Copy out the items below, switching every "one point per instance" to "a single point for each instance" and keeping everything else the same.

-- begin --

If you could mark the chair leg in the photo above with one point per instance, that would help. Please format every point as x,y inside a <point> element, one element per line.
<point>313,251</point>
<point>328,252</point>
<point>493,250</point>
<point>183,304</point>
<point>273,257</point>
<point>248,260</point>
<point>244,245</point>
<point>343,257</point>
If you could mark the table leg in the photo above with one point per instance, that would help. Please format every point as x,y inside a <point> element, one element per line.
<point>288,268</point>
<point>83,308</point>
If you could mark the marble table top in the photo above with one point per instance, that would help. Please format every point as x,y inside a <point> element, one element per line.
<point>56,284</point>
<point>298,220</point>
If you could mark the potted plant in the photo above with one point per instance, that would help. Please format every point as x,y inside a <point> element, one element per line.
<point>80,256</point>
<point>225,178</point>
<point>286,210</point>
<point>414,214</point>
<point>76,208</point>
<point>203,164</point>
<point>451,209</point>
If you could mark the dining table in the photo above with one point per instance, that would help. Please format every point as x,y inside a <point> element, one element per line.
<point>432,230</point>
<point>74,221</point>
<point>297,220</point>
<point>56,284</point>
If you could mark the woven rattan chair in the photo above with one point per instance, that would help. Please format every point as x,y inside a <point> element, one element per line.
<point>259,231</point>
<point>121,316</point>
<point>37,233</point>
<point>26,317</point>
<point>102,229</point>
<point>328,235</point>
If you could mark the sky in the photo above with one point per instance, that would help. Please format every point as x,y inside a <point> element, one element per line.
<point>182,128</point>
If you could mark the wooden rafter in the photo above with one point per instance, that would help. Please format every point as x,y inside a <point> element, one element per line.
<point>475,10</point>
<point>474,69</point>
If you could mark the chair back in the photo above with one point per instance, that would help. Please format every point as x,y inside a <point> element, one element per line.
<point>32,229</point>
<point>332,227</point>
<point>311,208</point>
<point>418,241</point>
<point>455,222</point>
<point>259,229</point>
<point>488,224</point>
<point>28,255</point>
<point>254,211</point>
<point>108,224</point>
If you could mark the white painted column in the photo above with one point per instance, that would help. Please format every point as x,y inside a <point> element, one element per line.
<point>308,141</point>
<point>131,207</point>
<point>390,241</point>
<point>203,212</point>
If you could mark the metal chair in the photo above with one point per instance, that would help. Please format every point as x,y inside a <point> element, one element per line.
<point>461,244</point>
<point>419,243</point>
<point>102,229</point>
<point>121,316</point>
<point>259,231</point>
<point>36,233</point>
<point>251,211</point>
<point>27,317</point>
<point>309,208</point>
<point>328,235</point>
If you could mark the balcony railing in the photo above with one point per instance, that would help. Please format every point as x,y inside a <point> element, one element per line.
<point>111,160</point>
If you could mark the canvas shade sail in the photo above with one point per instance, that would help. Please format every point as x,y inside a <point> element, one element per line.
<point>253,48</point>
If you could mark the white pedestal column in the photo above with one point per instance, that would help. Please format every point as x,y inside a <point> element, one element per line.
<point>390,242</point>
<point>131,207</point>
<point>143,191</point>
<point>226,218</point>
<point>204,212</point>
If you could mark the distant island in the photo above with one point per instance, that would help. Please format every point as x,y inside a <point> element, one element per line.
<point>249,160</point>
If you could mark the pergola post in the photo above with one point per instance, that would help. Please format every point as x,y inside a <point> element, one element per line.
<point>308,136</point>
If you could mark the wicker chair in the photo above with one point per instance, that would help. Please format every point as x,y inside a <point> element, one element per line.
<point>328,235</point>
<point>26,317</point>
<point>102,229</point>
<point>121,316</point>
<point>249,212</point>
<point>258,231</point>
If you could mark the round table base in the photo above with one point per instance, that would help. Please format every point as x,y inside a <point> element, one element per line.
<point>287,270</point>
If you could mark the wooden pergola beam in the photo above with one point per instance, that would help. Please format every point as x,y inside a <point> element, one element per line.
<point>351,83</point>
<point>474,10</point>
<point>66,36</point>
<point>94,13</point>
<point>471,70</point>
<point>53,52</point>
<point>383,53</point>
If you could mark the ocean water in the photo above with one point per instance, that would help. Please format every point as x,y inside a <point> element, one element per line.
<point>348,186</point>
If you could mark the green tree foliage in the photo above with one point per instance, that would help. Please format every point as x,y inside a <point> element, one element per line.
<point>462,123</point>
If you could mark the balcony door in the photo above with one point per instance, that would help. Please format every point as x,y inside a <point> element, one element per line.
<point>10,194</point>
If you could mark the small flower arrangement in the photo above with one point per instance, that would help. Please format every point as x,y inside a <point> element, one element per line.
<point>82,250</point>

-- end --

◆ **Output of the task**
If you could mark the chair leg in the photo above with a single point for each instance, that would help. Please format every point as x,y inside a <point> element, one element per line.
<point>313,251</point>
<point>328,252</point>
<point>493,250</point>
<point>183,304</point>
<point>273,257</point>
<point>248,260</point>
<point>244,245</point>
<point>343,257</point>
If you could mark the table leg in the photo above with a single point for each instance, that would help. Please format every point as x,y inside a <point> element, one element per line.
<point>288,268</point>
<point>83,308</point>
If you could mark the marble table top in the photo above with a single point for each instance, that would help. Please format every point as x,y inside a <point> element, one element per line.
<point>56,284</point>
<point>298,220</point>
If you could mark the potted plant in the photo above with a single point for each instance, that would help. Please format every point as x,y inside a <point> element, one element per line.
<point>80,256</point>
<point>225,178</point>
<point>286,210</point>
<point>414,214</point>
<point>76,208</point>
<point>203,164</point>
<point>451,209</point>
If you could mark the dining table in the photo above with a single point for each instance, that would help. Please format every point as x,y inside a <point> element, one element per line.
<point>432,230</point>
<point>74,221</point>
<point>297,220</point>
<point>56,284</point>
If you could mark the woven rattan chair in the photo above with a single point for each instance, that would help. Please format every point as x,y inside a <point> element, one element per line.
<point>259,231</point>
<point>121,316</point>
<point>37,233</point>
<point>26,317</point>
<point>102,229</point>
<point>328,235</point>
If you could mark the sky in the photo above with a single point for each instance, that would help. Please format every point as x,y inside a <point> element, one element per line.
<point>182,128</point>
If you could mark the wooden rafter in the photo above with a single point for each instance, that would help. Please format every point as x,y inside a <point> element, one element per line.
<point>475,10</point>
<point>474,69</point>
If you could mark the chair back in the photo above with a single point for each instance, that would help. Please format every point as x,y inside a <point> element, one element per line.
<point>32,229</point>
<point>332,227</point>
<point>311,208</point>
<point>418,241</point>
<point>455,222</point>
<point>259,229</point>
<point>488,224</point>
<point>28,255</point>
<point>254,211</point>
<point>108,224</point>
If you could mark the white painted column in the photo above with a single point for each instance, that would help. Please format every point as x,y inside a <point> element, one element per line.
<point>308,141</point>
<point>131,207</point>
<point>390,241</point>
<point>203,212</point>
If you could mark the metal chair in the photo above with a single point for each instance, that would help. Please format every point as x,y inside a <point> element, one element per line.
<point>461,244</point>
<point>419,243</point>
<point>102,229</point>
<point>121,316</point>
<point>259,231</point>
<point>36,233</point>
<point>251,211</point>
<point>27,317</point>
<point>309,208</point>
<point>328,235</point>
If you could mark the balcony railing in the photo above with a single point for each instance, that would help. Please format every point as x,y inside a <point> element, one element per line.
<point>111,160</point>
If you could mark the canvas shade sail in the photo above with a single point for each instance, that would help. Please format every point as x,y inside a <point> element, one element per line.
<point>253,48</point>
If you could mark the white pedestal column in the photo above with a single point for each instance, that would help. Please format every point as x,y inside a <point> element, one element per line.
<point>390,242</point>
<point>131,207</point>
<point>143,191</point>
<point>226,218</point>
<point>204,212</point>
If you could mark the distant island in the photo above with a single point for each instance, that would help. Please format every point as x,y inside a <point> element, one element per line.
<point>249,160</point>
If you could mark the pergola post in the photo above with a single point for each instance, that would help. Please format every point as x,y inside a <point> element, one element per line.
<point>308,136</point>
If you could mark the wicker chair in the photo above with a single point for each instance, that would help. Please format every point as x,y inside a <point> element, one element per line.
<point>328,235</point>
<point>26,317</point>
<point>102,229</point>
<point>121,316</point>
<point>249,212</point>
<point>258,231</point>
If you could mark the round table base in the photo above with a single point for each instance, that would help. Please format every point as x,y inside a <point> element, one element per line.
<point>287,270</point>
If you could mark the wooden pergola beam in the photo above with a single point for each instance, that would help. Please format every point as x,y inside a <point> element, one element per line.
<point>351,83</point>
<point>474,10</point>
<point>66,36</point>
<point>94,13</point>
<point>471,70</point>
<point>53,52</point>
<point>383,53</point>
If you could mark the ocean water in the photo above with a single point for each instance, that would help. Please format every point as x,y inside a <point> element, one element per line.
<point>348,186</point>
If you could mark the green tree foliage in the photo above with a single point for each instance, that would help. Please format every point as x,y inside a <point> element, one element per line.
<point>462,123</point>
If you could mark the balcony door in the photo above with a single point for each instance, that would help. Please format every point as x,y inside a <point> element, one element per line.
<point>10,194</point>
If you could mark the small flower arrangement in the photo above with a single point for each instance, that would help. Please format every point as x,y inside a <point> element, one element per line.
<point>82,250</point>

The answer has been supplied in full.